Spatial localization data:

.....

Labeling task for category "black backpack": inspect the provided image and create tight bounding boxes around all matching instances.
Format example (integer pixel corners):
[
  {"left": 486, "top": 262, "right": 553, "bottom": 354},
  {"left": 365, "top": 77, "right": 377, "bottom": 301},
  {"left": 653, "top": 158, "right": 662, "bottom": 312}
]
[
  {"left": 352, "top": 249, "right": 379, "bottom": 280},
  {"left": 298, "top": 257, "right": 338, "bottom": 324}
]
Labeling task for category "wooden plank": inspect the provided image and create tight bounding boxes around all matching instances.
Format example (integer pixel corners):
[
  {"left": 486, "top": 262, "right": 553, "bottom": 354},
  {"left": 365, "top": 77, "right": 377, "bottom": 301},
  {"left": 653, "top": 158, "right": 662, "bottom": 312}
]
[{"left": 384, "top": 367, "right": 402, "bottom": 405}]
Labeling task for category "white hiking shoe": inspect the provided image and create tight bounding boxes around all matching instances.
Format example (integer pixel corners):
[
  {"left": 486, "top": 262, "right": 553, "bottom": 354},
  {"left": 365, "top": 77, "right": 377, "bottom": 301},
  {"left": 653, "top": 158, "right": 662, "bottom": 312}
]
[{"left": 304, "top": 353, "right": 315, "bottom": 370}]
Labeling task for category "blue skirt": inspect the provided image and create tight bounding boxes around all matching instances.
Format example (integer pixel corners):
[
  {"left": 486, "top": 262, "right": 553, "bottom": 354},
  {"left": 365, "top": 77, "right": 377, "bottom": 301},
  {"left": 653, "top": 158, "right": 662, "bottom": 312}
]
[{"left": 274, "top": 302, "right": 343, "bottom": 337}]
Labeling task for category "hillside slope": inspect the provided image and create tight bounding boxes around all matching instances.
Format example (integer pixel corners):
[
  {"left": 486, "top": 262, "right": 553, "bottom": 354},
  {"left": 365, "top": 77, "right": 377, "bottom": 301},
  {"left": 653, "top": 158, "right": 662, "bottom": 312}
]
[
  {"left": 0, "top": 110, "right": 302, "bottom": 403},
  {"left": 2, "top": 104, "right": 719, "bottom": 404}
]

.....

DIRECTIONS FOR THIS TASK:
Give an exact transcription of the data shown above.

REPLY TO THE TASK:
Labeling task for category "black backpack": inspect the provided image and create tight bounding boxes around all matching instances.
Format example (integer pixel corners):
[
  {"left": 486, "top": 262, "right": 553, "bottom": 354},
  {"left": 365, "top": 77, "right": 377, "bottom": 301},
  {"left": 653, "top": 158, "right": 662, "bottom": 312}
]
[
  {"left": 352, "top": 249, "right": 379, "bottom": 280},
  {"left": 298, "top": 257, "right": 338, "bottom": 324}
]
Labeling task for category "wooden plank": inspect the provided image and create tight bounding boxes around all matching instances.
Format example (integer pixel corners):
[
  {"left": 486, "top": 262, "right": 553, "bottom": 354},
  {"left": 365, "top": 77, "right": 377, "bottom": 301},
  {"left": 653, "top": 158, "right": 662, "bottom": 312}
]
[{"left": 384, "top": 367, "right": 402, "bottom": 405}]
Labeling task for category "white hiking shoe": inspect the provided image and create tight bounding boxes around all matching instances.
Format example (integer pixel corners):
[
  {"left": 486, "top": 262, "right": 553, "bottom": 354},
  {"left": 365, "top": 77, "right": 377, "bottom": 301},
  {"left": 653, "top": 158, "right": 662, "bottom": 312}
]
[{"left": 304, "top": 353, "right": 315, "bottom": 370}]
Labeling task for category "blue skirt": inspect the provided image and create tight bounding boxes around all matching instances.
Format example (integer pixel corners):
[
  {"left": 486, "top": 262, "right": 553, "bottom": 354},
  {"left": 365, "top": 77, "right": 377, "bottom": 301},
  {"left": 653, "top": 158, "right": 662, "bottom": 312}
]
[{"left": 274, "top": 302, "right": 343, "bottom": 337}]
Labeling task for category "hillside slope": inspect the provided image and create tight bounding boxes around all matching instances.
Format example (integer pixel corners):
[
  {"left": 486, "top": 262, "right": 553, "bottom": 354},
  {"left": 365, "top": 77, "right": 377, "bottom": 301},
  {"left": 653, "top": 158, "right": 662, "bottom": 312}
]
[
  {"left": 0, "top": 110, "right": 302, "bottom": 403},
  {"left": 2, "top": 104, "right": 719, "bottom": 404}
]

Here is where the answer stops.